• GIVEN TASK:
Pull out every line in the material below that contains the string "this", matching case exactly, and copy each one.
-- Start of SUPPLIED DATA --
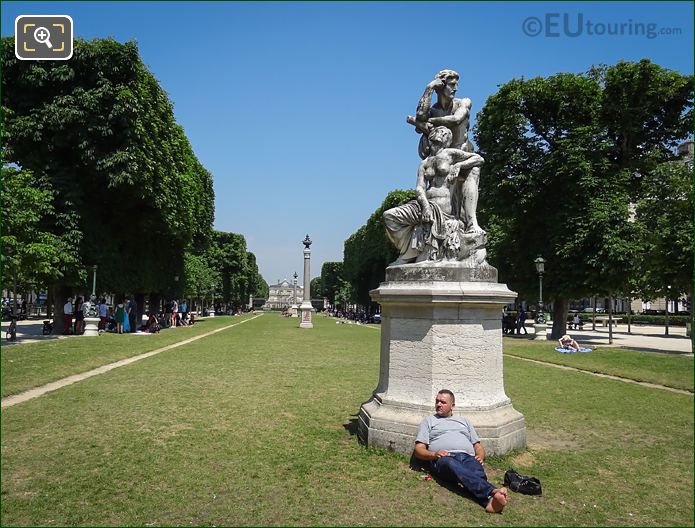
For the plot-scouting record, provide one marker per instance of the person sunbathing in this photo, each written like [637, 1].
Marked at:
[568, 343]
-- End of SUPPLIED DATA --
-- Start of SUPPLIED DATA --
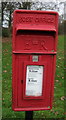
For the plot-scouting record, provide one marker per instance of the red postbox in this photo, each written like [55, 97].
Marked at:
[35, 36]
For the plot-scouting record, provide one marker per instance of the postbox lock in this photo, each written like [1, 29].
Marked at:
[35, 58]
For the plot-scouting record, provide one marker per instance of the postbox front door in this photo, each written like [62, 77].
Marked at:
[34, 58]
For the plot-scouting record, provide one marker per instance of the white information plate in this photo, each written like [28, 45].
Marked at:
-- End of SUPPLIED DATA --
• THE SOLUTION:
For the plot-scouting record, provide one marker per instance of the person sunbathing in this photo, each written like [637, 1].
For the plot-scouting record, provide one marker per instance of the red postbox in this photo, each written like [55, 97].
For the plot-scouting record, provide one marker per instance of the postbox lock in this photo, each written like [1, 29].
For the plot-scouting record, provide one marker per instance of the postbox front door in this photo, each written like [62, 77].
For the plot-scouting record, provide one marker per instance of the white information plate in this photo, each written like [28, 45].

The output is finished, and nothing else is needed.